Data entries:
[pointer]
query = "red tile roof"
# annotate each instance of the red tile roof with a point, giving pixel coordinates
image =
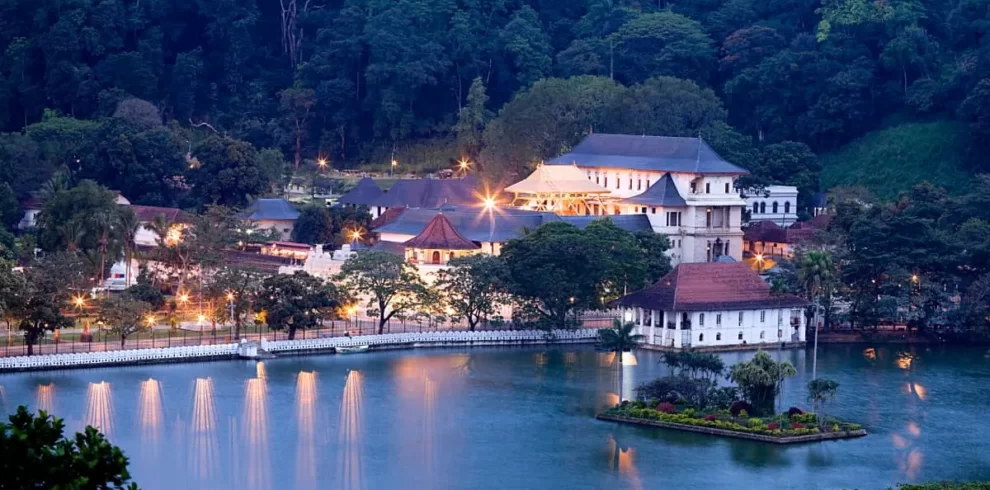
(710, 287)
(440, 234)
(146, 214)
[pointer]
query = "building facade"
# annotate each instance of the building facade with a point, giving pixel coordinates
(700, 210)
(776, 203)
(714, 305)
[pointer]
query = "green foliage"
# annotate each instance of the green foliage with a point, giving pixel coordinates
(38, 455)
(297, 301)
(760, 380)
(474, 287)
(892, 160)
(391, 285)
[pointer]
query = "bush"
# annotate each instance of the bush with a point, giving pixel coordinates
(666, 407)
(740, 406)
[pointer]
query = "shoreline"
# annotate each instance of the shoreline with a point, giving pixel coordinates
(286, 348)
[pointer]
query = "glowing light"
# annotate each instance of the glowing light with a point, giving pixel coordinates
(306, 413)
(46, 397)
(255, 434)
(99, 408)
(204, 447)
(350, 432)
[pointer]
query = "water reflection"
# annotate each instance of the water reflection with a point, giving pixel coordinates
(46, 397)
(203, 439)
(350, 433)
(99, 408)
(254, 432)
(305, 415)
(151, 417)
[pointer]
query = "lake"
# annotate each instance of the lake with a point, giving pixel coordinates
(508, 418)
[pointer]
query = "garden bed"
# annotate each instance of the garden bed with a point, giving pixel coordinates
(779, 429)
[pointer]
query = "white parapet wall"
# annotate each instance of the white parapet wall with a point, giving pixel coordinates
(221, 351)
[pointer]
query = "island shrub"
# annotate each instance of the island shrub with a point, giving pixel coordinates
(740, 406)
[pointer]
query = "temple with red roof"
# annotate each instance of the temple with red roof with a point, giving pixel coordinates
(714, 306)
(438, 243)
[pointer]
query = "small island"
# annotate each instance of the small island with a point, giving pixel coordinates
(691, 398)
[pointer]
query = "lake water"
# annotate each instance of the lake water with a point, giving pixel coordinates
(508, 418)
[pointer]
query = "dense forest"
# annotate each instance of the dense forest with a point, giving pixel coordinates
(122, 90)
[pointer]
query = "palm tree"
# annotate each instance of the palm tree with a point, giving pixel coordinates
(816, 274)
(618, 339)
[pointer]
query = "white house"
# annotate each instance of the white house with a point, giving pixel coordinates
(684, 187)
(714, 305)
(777, 203)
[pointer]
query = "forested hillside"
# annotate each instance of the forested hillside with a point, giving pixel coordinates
(769, 83)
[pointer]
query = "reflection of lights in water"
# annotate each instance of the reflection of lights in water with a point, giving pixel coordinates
(305, 413)
(870, 354)
(540, 359)
(150, 411)
(203, 443)
(606, 359)
(99, 408)
(429, 429)
(255, 433)
(904, 360)
(350, 433)
(46, 397)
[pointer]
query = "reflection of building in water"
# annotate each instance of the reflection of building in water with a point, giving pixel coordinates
(305, 414)
(350, 433)
(99, 408)
(254, 434)
(151, 417)
(203, 439)
(46, 397)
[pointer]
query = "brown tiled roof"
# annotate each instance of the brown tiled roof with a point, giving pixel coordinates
(440, 234)
(390, 215)
(709, 286)
(146, 214)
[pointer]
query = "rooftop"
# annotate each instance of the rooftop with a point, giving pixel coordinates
(710, 286)
(663, 192)
(270, 210)
(656, 153)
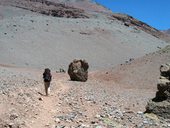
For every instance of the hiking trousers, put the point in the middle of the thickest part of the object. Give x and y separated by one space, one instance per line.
47 88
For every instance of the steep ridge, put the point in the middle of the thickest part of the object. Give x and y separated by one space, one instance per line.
130 21
82 9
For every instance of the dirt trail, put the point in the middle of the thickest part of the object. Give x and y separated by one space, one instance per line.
49 107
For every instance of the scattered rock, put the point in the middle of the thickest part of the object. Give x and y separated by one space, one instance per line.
160 105
78 70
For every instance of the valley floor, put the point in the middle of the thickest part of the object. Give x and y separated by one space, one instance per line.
110 98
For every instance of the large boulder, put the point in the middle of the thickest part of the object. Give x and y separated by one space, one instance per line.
78 70
160 105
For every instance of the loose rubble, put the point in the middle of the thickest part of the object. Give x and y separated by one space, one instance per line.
160 105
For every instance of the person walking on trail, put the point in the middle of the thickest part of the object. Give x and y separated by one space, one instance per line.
47 79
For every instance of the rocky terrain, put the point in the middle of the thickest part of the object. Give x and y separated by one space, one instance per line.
167 31
123 55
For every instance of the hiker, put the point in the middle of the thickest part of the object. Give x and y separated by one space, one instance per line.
47 79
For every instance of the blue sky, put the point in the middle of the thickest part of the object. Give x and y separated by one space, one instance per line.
153 12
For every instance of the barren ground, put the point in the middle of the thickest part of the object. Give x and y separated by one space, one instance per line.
124 68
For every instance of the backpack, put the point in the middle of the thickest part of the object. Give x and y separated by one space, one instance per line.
47 75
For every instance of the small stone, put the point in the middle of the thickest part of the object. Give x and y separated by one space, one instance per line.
40 99
57 120
140 113
145 122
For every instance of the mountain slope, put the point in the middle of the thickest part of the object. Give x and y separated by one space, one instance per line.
33 40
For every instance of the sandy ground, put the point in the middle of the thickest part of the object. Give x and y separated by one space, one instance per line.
32 40
123 72
110 98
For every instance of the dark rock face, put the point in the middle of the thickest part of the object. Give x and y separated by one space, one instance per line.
160 105
78 70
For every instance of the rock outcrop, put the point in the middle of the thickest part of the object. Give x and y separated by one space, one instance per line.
160 105
78 70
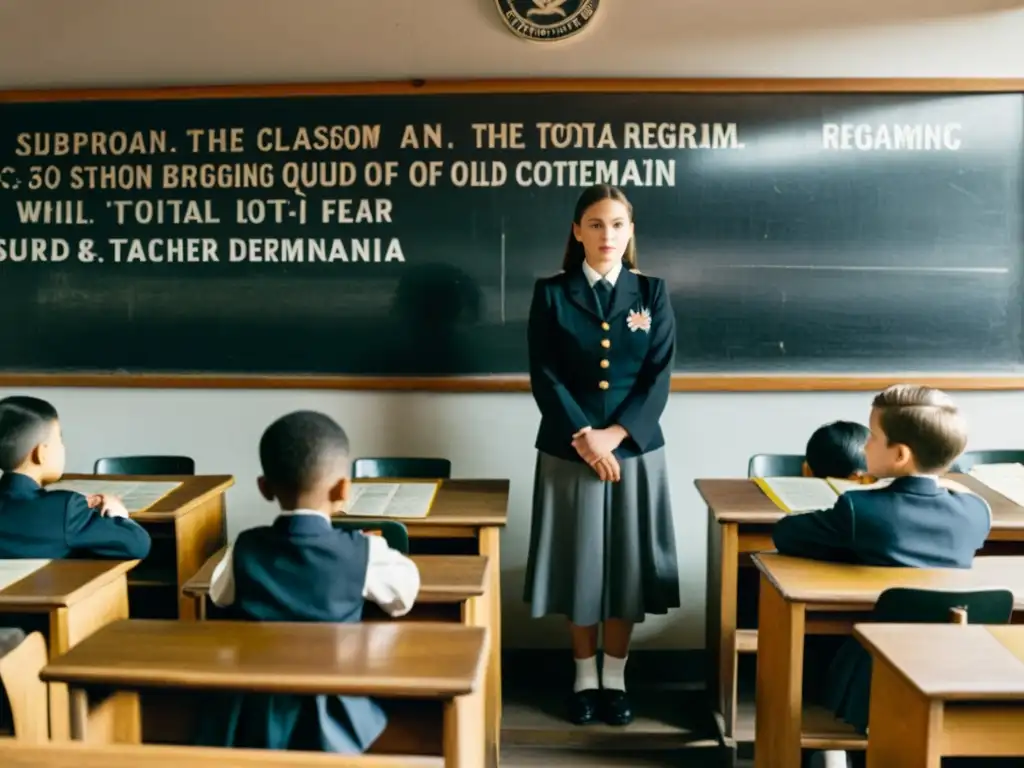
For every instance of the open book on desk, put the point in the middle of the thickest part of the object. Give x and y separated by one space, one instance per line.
409 499
796 495
1006 479
137 496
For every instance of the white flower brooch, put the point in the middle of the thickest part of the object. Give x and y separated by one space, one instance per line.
639 320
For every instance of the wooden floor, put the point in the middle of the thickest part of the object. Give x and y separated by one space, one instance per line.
524 757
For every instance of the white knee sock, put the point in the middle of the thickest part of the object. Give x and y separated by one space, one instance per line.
586 674
613 673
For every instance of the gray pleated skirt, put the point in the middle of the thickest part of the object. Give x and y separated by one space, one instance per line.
601 550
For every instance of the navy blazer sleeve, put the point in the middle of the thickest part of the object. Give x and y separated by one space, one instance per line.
825 535
87 531
642 409
552 396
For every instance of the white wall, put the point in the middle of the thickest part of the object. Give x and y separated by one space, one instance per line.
46 43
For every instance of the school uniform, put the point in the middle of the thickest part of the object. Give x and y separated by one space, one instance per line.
601 550
912 522
300 568
57 524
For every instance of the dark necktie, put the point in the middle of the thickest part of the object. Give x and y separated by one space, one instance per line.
603 290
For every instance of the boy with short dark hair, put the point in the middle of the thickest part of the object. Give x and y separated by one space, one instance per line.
300 568
837 450
53 524
916 433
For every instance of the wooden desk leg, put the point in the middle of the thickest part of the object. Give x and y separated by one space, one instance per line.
79 714
489 545
464 721
118 719
904 727
780 678
723 578
199 536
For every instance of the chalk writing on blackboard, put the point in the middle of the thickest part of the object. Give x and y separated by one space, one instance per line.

Problem description: Starting at the line that contains "For every instance of the navy", print every line through the end of the listing, word for word. Leave out all the rest.

Answer for the task:
For every instance of the navy blazer sleeve, put the point in the middle of the thickest part of the object. Give x and y separated by one space, one instance per line.
825 535
87 531
642 409
552 396
For every instance of the white wall, put the point in the middle of the thickest part of the object. Give x and y separated by one space, one instance per line.
46 43
For every instance of the school uniform, put the point in the middle of the thickest part of the object. Give x and y separated by one space, one instance per line.
601 550
912 522
300 568
57 524
For every instance of the dark necktie, put the point in the middle of the thickest part of the object. Give x and y separated by one space, one instance per line.
603 290
For every instance of the boy with short dark hair, put the point in the middle of the thickest part of the object. Give x and y separated by one space, one instance per line.
300 568
837 450
53 524
916 433
For every instance of the wooden desk leg, put the point in the middle of the thickest part of the object. Give x and y separated by one space, one instance per line.
79 714
489 545
464 721
118 719
904 727
780 678
723 578
199 536
For every instance of the chalk writing on blackboard, put the point in the middle of the thickest part of the object. Give x and y separated by one space, one instance per line.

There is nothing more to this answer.